▸ **TASK STATEMENT**
Rewrite the listing from its first line through the line containing "point(25, 195)", both ends included and the requests kept in place, and shift every x and y point coordinate in the answers by -12.

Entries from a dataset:
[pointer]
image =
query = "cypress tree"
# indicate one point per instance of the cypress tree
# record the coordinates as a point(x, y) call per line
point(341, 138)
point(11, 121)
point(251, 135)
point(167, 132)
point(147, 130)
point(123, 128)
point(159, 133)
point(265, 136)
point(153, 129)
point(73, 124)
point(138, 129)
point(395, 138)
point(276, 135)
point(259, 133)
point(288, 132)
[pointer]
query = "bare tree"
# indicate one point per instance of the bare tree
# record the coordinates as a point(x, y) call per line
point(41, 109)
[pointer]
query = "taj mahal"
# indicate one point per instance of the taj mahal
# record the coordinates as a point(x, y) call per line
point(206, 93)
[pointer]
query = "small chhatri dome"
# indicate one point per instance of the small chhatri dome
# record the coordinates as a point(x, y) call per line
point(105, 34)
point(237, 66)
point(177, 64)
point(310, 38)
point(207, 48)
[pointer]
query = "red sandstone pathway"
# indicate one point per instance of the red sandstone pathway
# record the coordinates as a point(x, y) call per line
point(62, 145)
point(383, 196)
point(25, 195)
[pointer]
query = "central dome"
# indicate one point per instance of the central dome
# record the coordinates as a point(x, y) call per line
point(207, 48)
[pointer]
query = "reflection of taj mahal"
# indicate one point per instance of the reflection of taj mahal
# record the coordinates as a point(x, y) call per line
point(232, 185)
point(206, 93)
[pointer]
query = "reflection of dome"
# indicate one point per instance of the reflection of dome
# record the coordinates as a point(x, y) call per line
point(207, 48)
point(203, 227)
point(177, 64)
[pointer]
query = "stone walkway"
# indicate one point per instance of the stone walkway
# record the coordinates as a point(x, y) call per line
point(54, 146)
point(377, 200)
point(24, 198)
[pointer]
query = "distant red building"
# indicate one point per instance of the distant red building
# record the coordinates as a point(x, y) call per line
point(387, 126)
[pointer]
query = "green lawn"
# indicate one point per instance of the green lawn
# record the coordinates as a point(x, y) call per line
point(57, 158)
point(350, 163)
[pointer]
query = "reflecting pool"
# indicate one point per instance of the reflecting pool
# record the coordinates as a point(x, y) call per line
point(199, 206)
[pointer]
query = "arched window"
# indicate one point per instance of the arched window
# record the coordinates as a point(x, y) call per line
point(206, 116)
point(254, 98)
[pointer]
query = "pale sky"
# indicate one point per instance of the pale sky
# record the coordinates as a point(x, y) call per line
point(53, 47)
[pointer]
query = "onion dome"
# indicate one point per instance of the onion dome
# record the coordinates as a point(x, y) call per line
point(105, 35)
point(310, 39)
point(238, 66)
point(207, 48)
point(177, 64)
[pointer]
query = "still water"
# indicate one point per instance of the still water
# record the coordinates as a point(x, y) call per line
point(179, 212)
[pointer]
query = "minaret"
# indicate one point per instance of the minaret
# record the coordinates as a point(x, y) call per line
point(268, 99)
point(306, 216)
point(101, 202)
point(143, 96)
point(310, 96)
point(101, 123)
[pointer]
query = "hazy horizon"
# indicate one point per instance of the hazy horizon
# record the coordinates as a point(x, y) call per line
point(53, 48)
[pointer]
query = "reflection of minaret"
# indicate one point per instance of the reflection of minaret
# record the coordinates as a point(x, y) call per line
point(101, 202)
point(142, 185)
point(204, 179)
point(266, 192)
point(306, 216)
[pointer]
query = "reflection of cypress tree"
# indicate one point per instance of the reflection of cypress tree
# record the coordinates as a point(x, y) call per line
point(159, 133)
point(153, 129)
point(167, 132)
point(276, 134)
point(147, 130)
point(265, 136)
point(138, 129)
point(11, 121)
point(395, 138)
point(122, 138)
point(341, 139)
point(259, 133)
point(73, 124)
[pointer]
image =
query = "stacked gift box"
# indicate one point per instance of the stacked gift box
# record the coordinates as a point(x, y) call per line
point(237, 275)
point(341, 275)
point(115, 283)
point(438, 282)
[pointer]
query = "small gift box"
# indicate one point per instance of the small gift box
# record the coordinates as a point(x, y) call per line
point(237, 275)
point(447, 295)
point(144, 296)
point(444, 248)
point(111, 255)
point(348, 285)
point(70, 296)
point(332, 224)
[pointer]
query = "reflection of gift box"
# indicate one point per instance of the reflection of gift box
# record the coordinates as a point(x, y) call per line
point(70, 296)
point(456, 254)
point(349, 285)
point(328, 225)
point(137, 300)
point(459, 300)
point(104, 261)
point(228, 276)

▸ **RESPONSE TO THE EXERCISE**
[pointer]
image =
query = "cypress tree"
# indicate one point per instance of the cypress tree
# record the coordinates as a point(x, y) call per line
point(329, 126)
point(-1, 109)
point(239, 123)
point(155, 120)
point(135, 118)
point(111, 116)
point(147, 121)
point(253, 124)
point(141, 117)
point(61, 112)
point(126, 117)
point(383, 126)
point(264, 123)
point(247, 121)
point(276, 120)
[pointer]
query = "bare tree"
# indicate one point per instance of the bare tree
# record the coordinates as a point(x, y) call per line
point(29, 97)
[pointer]
query = "taj mahal"
# indicate one point per instance of the taj mahal
# record the coordinates as a point(x, y) call per line
point(194, 81)
[pointer]
query = "small chhatri dome"
# indicate one point per instance of the small chhatri dome
# record the coordinates as a point(x, y) call per line
point(93, 22)
point(225, 54)
point(165, 52)
point(298, 26)
point(195, 36)
[pointer]
query = "red sandstone pathway"
# indicate one point per instance of the red sandstone pathway
# record the coordinates as a point(x, y) call per line
point(50, 133)
point(371, 184)
point(13, 183)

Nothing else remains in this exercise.